> [Problem details] Exact reproduction of the data is required, with images excluded.

Records for the exercise section start

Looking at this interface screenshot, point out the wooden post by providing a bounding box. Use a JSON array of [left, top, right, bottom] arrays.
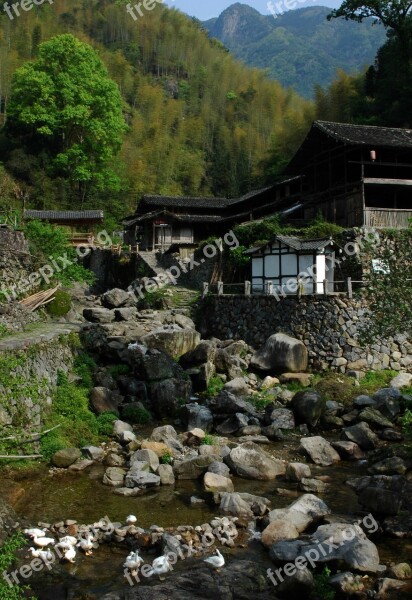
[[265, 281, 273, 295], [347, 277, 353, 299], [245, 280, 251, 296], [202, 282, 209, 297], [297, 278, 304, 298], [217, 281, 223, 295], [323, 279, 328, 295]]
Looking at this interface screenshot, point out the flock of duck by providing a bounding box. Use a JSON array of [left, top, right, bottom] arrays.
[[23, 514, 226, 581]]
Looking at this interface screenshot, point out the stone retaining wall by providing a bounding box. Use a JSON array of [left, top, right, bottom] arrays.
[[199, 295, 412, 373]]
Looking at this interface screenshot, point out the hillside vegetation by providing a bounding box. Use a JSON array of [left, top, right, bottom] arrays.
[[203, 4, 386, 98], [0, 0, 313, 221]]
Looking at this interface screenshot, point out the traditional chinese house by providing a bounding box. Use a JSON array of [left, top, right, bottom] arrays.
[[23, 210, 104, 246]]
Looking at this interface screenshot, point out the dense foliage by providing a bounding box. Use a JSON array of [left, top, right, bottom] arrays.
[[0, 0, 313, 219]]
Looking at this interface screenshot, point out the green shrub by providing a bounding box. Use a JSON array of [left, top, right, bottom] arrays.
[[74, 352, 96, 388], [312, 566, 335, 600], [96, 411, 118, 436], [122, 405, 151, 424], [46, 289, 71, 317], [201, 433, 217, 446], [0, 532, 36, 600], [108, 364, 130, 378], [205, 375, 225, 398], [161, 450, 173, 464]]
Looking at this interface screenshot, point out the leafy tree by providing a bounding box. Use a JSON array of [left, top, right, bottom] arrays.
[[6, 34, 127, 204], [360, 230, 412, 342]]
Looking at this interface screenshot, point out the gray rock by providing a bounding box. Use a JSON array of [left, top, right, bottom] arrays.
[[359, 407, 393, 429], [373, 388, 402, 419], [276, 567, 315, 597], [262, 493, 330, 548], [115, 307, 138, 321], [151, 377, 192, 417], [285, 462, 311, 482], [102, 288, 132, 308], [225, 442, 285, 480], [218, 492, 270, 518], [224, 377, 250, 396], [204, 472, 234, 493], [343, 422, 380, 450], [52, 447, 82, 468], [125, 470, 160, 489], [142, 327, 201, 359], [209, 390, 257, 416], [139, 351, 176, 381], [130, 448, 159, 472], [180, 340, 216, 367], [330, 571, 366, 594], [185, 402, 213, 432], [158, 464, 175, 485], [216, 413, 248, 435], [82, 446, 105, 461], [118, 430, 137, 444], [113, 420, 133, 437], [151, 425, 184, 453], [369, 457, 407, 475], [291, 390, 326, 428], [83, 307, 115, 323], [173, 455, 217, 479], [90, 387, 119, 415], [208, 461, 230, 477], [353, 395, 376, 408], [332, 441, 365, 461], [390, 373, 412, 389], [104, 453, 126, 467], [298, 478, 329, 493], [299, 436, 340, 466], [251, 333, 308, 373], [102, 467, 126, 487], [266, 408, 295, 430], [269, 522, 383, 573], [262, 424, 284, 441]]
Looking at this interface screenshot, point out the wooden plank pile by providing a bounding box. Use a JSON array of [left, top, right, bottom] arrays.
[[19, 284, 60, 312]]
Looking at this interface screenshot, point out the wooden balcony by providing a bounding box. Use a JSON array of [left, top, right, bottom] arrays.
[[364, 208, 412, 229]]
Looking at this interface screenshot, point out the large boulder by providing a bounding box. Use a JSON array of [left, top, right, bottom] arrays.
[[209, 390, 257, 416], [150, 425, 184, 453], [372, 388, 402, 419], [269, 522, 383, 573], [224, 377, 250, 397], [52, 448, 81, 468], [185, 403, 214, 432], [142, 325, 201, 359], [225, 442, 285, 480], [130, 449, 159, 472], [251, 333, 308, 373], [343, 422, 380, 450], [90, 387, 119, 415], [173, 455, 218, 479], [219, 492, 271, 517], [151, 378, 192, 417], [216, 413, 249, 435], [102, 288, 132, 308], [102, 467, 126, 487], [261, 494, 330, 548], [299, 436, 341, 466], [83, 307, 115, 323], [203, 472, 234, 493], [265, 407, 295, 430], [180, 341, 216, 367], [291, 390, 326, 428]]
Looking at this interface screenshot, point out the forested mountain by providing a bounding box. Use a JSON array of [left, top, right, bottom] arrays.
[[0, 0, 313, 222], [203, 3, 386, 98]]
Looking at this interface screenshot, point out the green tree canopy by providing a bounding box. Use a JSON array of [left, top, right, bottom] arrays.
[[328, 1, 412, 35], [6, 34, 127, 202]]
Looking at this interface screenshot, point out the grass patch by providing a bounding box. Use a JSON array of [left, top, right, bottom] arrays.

Records for the exercise section end

> [Written response]
Looking at this interface screenshot, point out the wooden post by providing a bounding box. Use a JSON array of [left, top, right, bottom] arrays.
[[265, 281, 273, 295], [347, 277, 353, 299], [245, 280, 251, 296], [202, 282, 209, 297], [297, 278, 304, 298], [217, 281, 223, 295], [323, 279, 328, 295]]
Looking at this interface screenshot, point out the flock of duck by providing a bounding box. Use a JSON array of [left, top, right, bottom] arrays.
[[23, 514, 226, 581]]
Looking at this interface screenshot, point out the stone retaining wall by providing a bounding box. Use a JSON array of [left, top, right, bottom] arrays.
[[199, 295, 412, 373]]
Looking at this interface screenshot, point out the hillside vegetation by providing a bounding box. Use a JSON array of [left, top, right, bottom] arrays.
[[203, 4, 386, 98], [0, 0, 313, 221]]
Looking at this interface screenshot, point out the traditional chinese house by providing a bounding box. Use a JSON array of [left, top, right, bottom] arrays.
[[23, 210, 104, 246]]
Looking at this interface screenshot, point out the dense foliage by providing a bounding box. Use a JSON array of [left, top, right, bottom] arrays.
[[0, 0, 313, 219]]
Looking at this interface screenshot, point out the green shrub by providing a bounding box. Use a JSON array of [left, top, right, bottom] arrays.
[[74, 352, 96, 388], [312, 566, 335, 600], [96, 411, 118, 436], [122, 405, 151, 424], [46, 289, 71, 317], [201, 433, 217, 446], [0, 532, 36, 600], [108, 364, 130, 378], [205, 375, 225, 398], [161, 450, 173, 464]]
Looking at this interface screenshot, point out the leafy tree by providing a bounding box. Use a JSON array of [left, top, right, bottom] arrays.
[[6, 34, 127, 204], [360, 230, 412, 342]]
Looking at this interface screenshot, point out the gray rock by providing a bounding box. Use a JSON array of [left, top, right, bottom] arrays.
[[359, 407, 393, 429], [373, 388, 402, 419], [276, 567, 315, 597], [262, 493, 330, 548], [115, 307, 138, 321], [151, 377, 192, 417], [285, 462, 311, 482], [102, 288, 132, 308], [225, 442, 285, 480], [218, 492, 270, 518], [224, 377, 250, 396], [204, 472, 234, 493], [343, 422, 380, 450], [52, 447, 82, 468], [125, 470, 160, 489], [142, 327, 201, 359], [209, 390, 257, 416], [139, 351, 176, 381], [130, 448, 159, 472], [180, 340, 216, 367], [330, 571, 366, 594], [185, 402, 213, 432], [158, 464, 175, 485], [216, 413, 248, 435], [82, 446, 105, 461], [118, 430, 137, 444], [113, 420, 133, 437], [151, 425, 184, 453], [369, 457, 407, 475], [291, 390, 326, 428], [83, 307, 115, 323], [173, 455, 217, 479], [90, 387, 119, 415], [208, 461, 230, 477], [353, 395, 376, 408], [332, 441, 365, 461], [390, 373, 412, 389], [104, 453, 126, 467], [298, 478, 329, 493], [299, 436, 340, 466], [251, 333, 308, 373], [102, 467, 126, 487], [266, 408, 295, 430], [269, 522, 383, 573], [262, 424, 284, 441]]
Looking at this interface screenshot, point out the wooden plank pile by providing a bounding box. Use a JSON array of [left, top, right, bottom] arrays.
[[19, 284, 60, 312]]
Looking at this interface screenshot, point out the wooden balcony by providing a bounding box. Use a JSON array of [left, top, right, bottom] arrays.
[[364, 208, 412, 229]]
Looking at this interface screenshot, point out the large boulder by providing a bounding box. Use a JSON array of [left, top, right, bottom] arrays.
[[209, 390, 257, 416], [150, 425, 184, 453], [372, 388, 402, 419], [269, 522, 383, 573], [224, 377, 250, 397], [52, 448, 81, 468], [185, 403, 214, 432], [142, 325, 201, 359], [225, 442, 285, 480], [130, 449, 159, 472], [251, 333, 308, 373], [343, 422, 380, 450], [90, 387, 119, 415], [173, 455, 218, 479], [219, 492, 271, 517], [151, 378, 192, 417], [216, 413, 249, 435], [102, 288, 132, 308], [102, 467, 126, 487], [261, 494, 330, 548], [299, 436, 341, 466], [83, 307, 115, 323], [203, 472, 234, 493], [265, 407, 295, 430], [180, 341, 216, 367], [291, 390, 326, 428]]
Looking at this interface screenshot, point out the forested mountain by providing a bounding box. Use a JSON array of [left, top, right, bottom] arrays.
[[0, 0, 313, 222], [203, 3, 386, 98]]
Looking at this interface screenshot, point out the green tree canopy by providing a bounding box. Use a JSON array of [left, top, right, bottom] arrays.
[[328, 1, 412, 35], [6, 34, 127, 202]]
Looking at this interface screenshot, point out the grass patch by providing a bounding box. Use a JSON array of [left, top, right, bottom] arrays.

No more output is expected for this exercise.